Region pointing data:
=== Begin Enclosure ===

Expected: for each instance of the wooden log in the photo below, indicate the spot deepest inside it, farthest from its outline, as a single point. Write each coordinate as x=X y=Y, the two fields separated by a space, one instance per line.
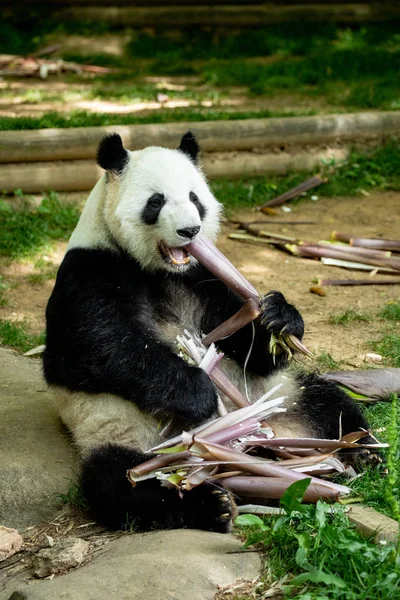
x=213 y=136
x=254 y=15
x=79 y=175
x=152 y=3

=== End Enclosure ===

What you need to do — Copy the entries above faithfully and omit every image.

Output of the exercise —
Expected: for each instance of the wooden log in the photo below, indicate the spot deepest inside it, farthest from its outline, as a single point. Write each coordinate as x=X y=Y, the two fields separated by a space, one instance per line.
x=213 y=136
x=254 y=15
x=79 y=175
x=152 y=3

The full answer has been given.